INFORMATION SUPPLIED:
• • •

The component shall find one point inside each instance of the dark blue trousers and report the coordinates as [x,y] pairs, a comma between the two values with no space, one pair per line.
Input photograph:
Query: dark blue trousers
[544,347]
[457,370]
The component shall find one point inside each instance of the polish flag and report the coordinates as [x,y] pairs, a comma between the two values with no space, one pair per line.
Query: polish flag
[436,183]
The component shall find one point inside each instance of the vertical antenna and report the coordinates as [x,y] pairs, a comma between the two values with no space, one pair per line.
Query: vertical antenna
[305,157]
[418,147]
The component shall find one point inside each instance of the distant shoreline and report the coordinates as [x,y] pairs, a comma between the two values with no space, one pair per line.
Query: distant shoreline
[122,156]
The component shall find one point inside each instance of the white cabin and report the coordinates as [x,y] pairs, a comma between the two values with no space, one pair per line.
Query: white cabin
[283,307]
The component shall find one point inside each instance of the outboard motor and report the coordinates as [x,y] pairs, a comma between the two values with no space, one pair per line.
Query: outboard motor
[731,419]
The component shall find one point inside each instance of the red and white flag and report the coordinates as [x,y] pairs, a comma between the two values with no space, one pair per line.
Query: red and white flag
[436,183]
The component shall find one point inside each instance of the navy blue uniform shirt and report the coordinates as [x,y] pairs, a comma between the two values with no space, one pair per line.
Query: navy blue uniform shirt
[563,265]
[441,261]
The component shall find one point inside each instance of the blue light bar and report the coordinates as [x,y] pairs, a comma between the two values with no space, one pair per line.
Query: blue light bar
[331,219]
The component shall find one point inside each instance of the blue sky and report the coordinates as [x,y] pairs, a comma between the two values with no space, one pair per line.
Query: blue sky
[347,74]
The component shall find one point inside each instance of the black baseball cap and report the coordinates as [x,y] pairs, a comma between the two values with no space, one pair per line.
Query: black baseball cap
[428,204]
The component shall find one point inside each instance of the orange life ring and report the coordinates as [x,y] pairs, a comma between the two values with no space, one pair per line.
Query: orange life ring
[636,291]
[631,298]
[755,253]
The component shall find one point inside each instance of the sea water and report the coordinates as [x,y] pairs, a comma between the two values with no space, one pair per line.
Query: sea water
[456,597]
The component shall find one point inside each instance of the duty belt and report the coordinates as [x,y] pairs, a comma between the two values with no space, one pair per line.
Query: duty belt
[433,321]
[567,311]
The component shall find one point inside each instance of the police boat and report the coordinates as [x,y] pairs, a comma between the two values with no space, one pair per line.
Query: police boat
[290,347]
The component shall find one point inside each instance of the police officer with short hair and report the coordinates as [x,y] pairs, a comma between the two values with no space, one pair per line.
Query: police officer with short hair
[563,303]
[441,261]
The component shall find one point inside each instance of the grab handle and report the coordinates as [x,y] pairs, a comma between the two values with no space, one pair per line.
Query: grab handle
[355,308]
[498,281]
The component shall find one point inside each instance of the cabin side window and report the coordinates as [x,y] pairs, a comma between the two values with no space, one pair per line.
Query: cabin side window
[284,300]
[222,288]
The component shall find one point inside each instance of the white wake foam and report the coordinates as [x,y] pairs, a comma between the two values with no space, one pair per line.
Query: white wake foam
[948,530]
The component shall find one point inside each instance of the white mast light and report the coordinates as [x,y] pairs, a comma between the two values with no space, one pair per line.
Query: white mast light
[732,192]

• • •

EXERCISE OBJECTIVE: From the records above, extract every entry verbatim.

WRITTEN ANSWER:
The component shall find one point inside each instance of the dark blue trousers and report the coordinates as [x,y] pairs, a comma between the two values with no space, one pair per line.
Input photograph:
Query: dark blue trousers
[544,347]
[457,370]
The component shall find one point inside each instance of the polish flag and report the coordinates as [x,y] pairs, a comma between the two values with no space, one pair per line.
Query: polish flag
[436,183]
The component shall find one point inside each instance of the vertical antenna and report the coordinates as [x,y] pairs, a comma between the two values with no space, one pair per line.
Query: vertical antenna
[305,157]
[418,147]
The component shall find one point inside each instance of the distant shoreline and report the coordinates as [x,y] pairs, a comma between the two values with no space, one pair per line.
Query: distant shoreline
[122,156]
The component shall find one point inside each instance of the white cabin and report the coordinates as [x,y] pairs, a comma between the two values with no space, one pair per line.
Query: white cabin
[283,307]
The component shall find one point inside each instance of the outboard motor and report the coordinates as [x,y] pairs, a comma between the two values with no space, one pair per line.
Query: outboard motor
[731,419]
The component shall find one point inside each instance of the red and white flag and report the coordinates as [x,y] pairs, a comma between the two values with no space, one pair per line.
Query: red and white flag
[436,183]
The component shall find one point inside each instance of the navy blue uniform shirt and report the coordinates as [x,y] pairs, a comma between the two values with no space, one pair per line.
Query: navy blue uniform shirt
[563,265]
[441,261]
The component shall find one point inside each instance of the blue light bar and report the coordinates as [x,y] pairs, a comma between the two values with no space, one pair per line.
Query: blue light bar
[331,219]
The component shall find one point inside each instance of the blue sky and report the coordinates as [x,y] pairs, a comma between the two values with no space, one pair per line.
Query: blue sky
[347,74]
The component shall find one point inside each instance of the black baseball cap and report the coordinates as [x,y] pairs, a comma between the two values with no space, one pair per line.
Query: black baseball cap
[428,204]
The component shall find one point inside each instance of the orange life ring and report the coordinates as [x,y] pairs, a comma between the two values with no space, one pair per line.
Query: orange life ring
[636,291]
[631,298]
[755,253]
The component shall find one point inside each instance of the sea water and report the coordinates as [x,y] pairs, a comma between the two values with no space, one pair per line.
Query: sea water
[456,597]
The component shall find one point inside each instance of the duty belt and report the coordinates as [x,y] pairs, a comma between the two values with no space, one pair per line.
Query: duty belt
[433,321]
[567,311]
The component shall find one point inside each instance of the police boat and report the coordinates as [x,y] pairs, a comma between the two values with no space, one pair per line.
Query: police boat
[290,347]
The component shall find one point inside each instance of the police officer with short hair and report the coordinates as [x,y] pairs, a comma between the two values with no space, one pair per line.
Query: police officer with short hair
[563,303]
[441,261]
The component shall find one point inside each instance of the grab handle and report the coordinates as [x,y] pairs, a comma between the two values with no space, one pair per line.
Query: grab handle
[355,308]
[498,281]
The component shall find one point inside each instance of the cabin side window and report the coordinates as [x,y] pairs, a comma between the two values with no space, one pair per line.
Query: cabin side window
[284,300]
[222,288]
The component shall find one point inside each instance of the white wake foam and report the coordinates as [x,y] pairs, a comma between the two values with no space, one pair per line.
Query: white wake foam
[948,530]
The component shall find one point inside each instance of the white mast light and report the coordinates as [x,y] pairs, a comma between the two values with no space, one pair per line.
Query: white mast light
[732,192]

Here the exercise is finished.